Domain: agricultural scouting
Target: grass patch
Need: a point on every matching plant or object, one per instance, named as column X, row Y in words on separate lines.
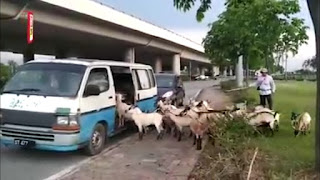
column 232, row 144
column 293, row 153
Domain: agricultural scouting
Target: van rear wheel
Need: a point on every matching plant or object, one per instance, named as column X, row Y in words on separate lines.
column 97, row 140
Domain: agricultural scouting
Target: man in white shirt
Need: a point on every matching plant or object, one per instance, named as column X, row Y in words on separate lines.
column 266, row 87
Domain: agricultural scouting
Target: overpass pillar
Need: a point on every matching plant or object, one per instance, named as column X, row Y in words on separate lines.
column 176, row 64
column 230, row 71
column 129, row 55
column 202, row 70
column 158, row 65
column 28, row 54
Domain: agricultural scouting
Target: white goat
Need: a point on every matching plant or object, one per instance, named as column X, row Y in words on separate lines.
column 142, row 120
column 121, row 108
column 301, row 123
column 264, row 119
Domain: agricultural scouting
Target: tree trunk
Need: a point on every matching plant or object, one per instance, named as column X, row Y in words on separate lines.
column 239, row 72
column 247, row 71
column 286, row 67
column 314, row 8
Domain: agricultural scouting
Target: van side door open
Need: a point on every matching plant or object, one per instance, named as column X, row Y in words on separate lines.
column 145, row 89
column 97, row 103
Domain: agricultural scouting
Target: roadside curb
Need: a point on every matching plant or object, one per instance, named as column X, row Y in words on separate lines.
column 73, row 168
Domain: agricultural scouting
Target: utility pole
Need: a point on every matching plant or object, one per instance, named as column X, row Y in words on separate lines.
column 314, row 8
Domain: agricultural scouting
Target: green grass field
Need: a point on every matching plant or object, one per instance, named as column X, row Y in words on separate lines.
column 291, row 152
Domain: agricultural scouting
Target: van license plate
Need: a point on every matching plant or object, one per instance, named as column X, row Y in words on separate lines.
column 24, row 143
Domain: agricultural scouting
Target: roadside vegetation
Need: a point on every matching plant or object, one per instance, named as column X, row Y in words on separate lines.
column 230, row 150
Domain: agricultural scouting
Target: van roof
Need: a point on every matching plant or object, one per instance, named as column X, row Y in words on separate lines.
column 89, row 62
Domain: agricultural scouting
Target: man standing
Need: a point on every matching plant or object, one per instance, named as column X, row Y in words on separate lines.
column 266, row 87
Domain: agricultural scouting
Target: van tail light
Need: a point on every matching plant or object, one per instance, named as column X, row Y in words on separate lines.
column 66, row 127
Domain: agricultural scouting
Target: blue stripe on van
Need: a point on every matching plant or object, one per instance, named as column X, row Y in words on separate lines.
column 89, row 119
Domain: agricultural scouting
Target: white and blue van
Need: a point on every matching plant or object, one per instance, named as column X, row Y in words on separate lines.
column 68, row 104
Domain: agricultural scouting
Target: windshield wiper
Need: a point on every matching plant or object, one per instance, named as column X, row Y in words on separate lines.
column 22, row 90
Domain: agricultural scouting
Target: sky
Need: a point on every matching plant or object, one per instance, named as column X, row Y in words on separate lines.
column 162, row 13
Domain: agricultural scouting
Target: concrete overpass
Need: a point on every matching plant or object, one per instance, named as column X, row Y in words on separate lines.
column 85, row 28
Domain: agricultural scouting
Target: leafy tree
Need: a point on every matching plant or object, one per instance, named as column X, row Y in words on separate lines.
column 13, row 66
column 4, row 74
column 314, row 11
column 236, row 33
column 310, row 63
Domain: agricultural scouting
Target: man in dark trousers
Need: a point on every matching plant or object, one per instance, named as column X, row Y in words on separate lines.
column 266, row 87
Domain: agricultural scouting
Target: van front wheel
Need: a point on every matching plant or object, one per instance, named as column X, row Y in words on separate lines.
column 97, row 140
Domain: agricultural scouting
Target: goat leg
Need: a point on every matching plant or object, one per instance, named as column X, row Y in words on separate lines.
column 199, row 143
column 175, row 132
column 140, row 136
column 179, row 135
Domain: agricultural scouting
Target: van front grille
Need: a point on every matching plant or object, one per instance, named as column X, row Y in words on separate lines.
column 24, row 134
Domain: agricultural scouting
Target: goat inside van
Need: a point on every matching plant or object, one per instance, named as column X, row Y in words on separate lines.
column 65, row 105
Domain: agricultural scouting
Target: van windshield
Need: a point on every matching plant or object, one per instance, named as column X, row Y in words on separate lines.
column 164, row 81
column 47, row 79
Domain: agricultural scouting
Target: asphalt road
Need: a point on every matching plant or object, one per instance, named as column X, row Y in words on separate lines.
column 18, row 164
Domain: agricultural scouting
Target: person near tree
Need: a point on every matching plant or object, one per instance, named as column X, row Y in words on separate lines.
column 266, row 87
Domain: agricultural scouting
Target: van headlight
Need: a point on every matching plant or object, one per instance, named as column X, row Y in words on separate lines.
column 67, row 120
column 167, row 94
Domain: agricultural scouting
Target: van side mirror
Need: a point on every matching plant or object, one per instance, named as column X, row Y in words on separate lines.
column 92, row 90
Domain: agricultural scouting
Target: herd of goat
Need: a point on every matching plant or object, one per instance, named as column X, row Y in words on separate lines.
column 197, row 116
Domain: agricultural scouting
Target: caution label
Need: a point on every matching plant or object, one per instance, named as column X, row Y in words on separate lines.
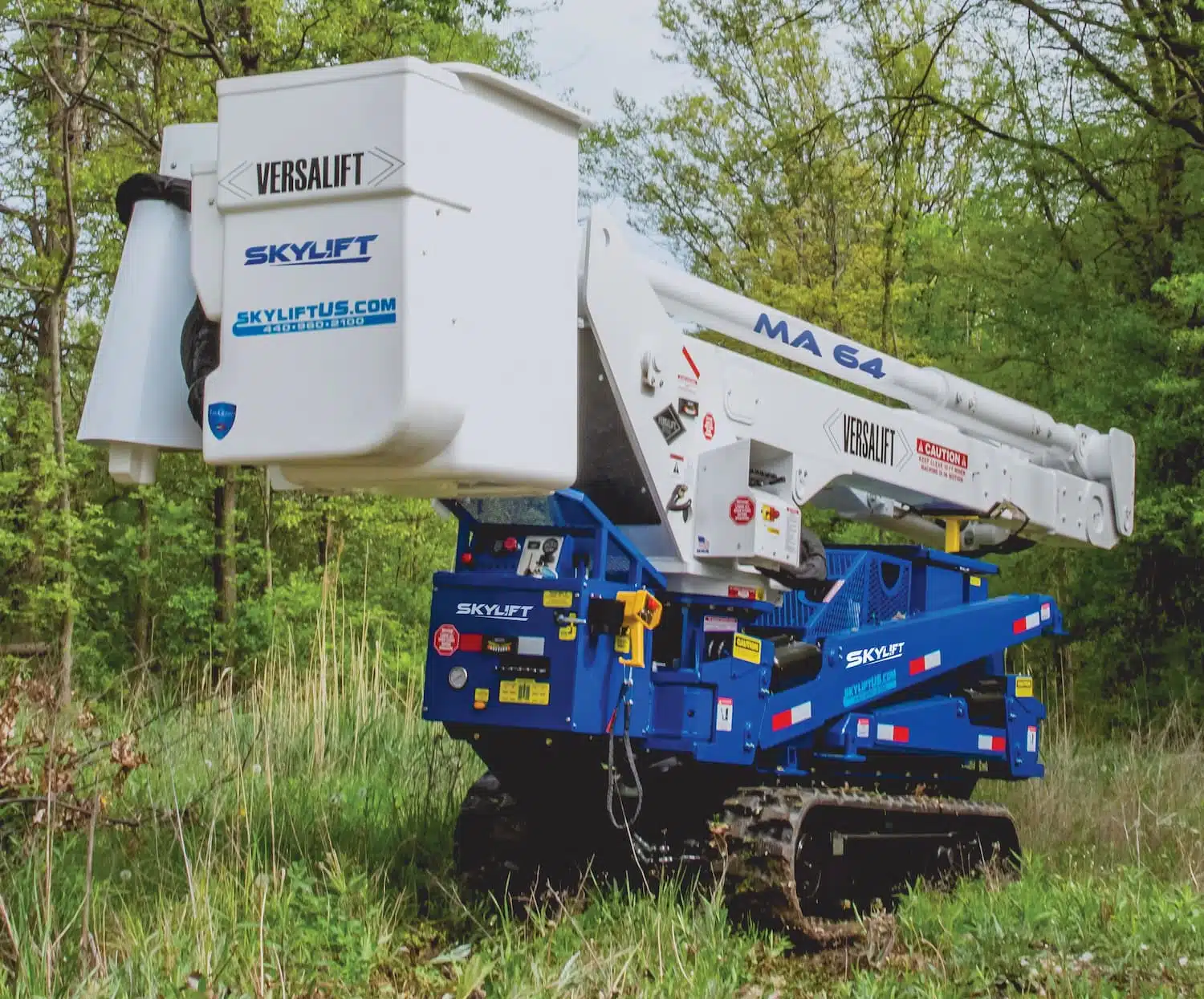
column 746, row 648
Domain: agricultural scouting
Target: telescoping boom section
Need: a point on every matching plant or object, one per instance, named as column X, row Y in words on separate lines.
column 657, row 660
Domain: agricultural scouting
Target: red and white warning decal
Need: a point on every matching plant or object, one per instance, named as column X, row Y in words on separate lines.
column 742, row 510
column 689, row 360
column 939, row 460
column 447, row 640
column 724, row 715
column 799, row 713
column 713, row 623
column 1026, row 623
column 921, row 664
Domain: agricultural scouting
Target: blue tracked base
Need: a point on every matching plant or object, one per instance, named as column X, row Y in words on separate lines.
column 905, row 679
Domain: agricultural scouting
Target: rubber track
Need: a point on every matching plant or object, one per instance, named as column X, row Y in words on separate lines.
column 754, row 849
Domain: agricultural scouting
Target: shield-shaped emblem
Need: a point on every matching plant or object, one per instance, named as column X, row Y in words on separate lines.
column 221, row 418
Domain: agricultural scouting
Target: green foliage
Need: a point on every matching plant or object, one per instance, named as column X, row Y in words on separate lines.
column 296, row 838
column 900, row 173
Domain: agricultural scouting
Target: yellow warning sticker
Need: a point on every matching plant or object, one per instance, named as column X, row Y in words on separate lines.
column 746, row 648
column 523, row 692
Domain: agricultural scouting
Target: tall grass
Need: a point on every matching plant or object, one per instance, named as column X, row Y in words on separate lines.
column 294, row 839
column 1131, row 801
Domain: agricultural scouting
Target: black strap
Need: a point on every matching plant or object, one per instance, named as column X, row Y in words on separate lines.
column 152, row 187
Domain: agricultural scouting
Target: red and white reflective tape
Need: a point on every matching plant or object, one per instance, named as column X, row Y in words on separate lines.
column 921, row 664
column 799, row 713
column 1028, row 623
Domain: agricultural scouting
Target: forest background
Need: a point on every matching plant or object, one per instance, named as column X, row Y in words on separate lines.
column 1006, row 189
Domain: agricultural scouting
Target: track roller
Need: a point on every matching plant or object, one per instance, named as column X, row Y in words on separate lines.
column 789, row 855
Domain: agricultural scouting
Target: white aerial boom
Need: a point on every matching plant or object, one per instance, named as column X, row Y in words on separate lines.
column 404, row 300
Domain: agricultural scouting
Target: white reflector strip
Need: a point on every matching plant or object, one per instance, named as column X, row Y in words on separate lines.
column 530, row 645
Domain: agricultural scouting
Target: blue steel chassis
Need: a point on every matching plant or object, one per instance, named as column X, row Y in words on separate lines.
column 902, row 642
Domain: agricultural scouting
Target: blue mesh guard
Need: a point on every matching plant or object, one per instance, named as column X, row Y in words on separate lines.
column 872, row 587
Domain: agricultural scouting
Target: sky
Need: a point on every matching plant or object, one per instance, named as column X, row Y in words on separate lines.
column 595, row 47
column 590, row 48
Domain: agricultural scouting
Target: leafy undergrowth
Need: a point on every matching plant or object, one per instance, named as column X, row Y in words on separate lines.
column 295, row 842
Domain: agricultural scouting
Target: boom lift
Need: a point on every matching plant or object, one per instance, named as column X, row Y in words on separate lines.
column 380, row 283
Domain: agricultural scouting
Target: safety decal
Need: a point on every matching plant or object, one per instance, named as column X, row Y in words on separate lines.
column 924, row 664
column 524, row 692
column 689, row 360
column 669, row 424
column 222, row 418
column 724, row 715
column 742, row 510
column 744, row 594
column 713, row 623
column 796, row 715
column 746, row 648
column 447, row 640
column 939, row 460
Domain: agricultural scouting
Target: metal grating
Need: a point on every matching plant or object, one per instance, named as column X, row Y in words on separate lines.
column 862, row 597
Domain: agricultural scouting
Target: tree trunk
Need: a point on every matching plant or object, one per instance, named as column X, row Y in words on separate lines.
column 267, row 532
column 224, row 567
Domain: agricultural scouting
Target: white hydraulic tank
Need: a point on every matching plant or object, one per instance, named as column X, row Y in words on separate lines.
column 137, row 401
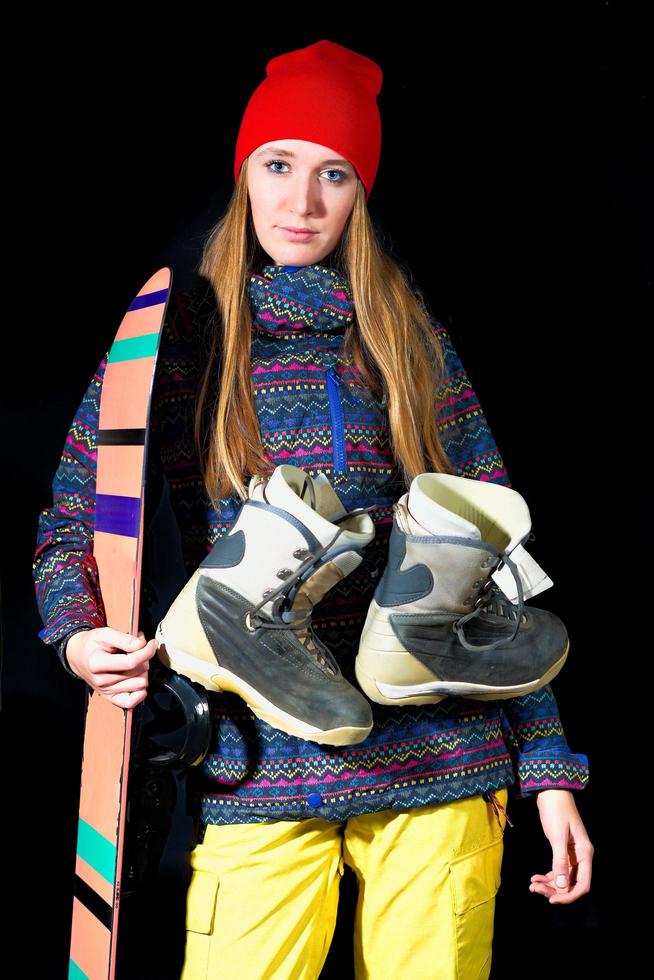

----------------------------------------

> [Your instructions] Wherever the string "blue" appears in a line above, copy that line.

> [Result for this task]
Target: blue stripe on van
Target: white and blue van
Target: blue tracked base
Target: blue steel chassis
Target: blue mesh guard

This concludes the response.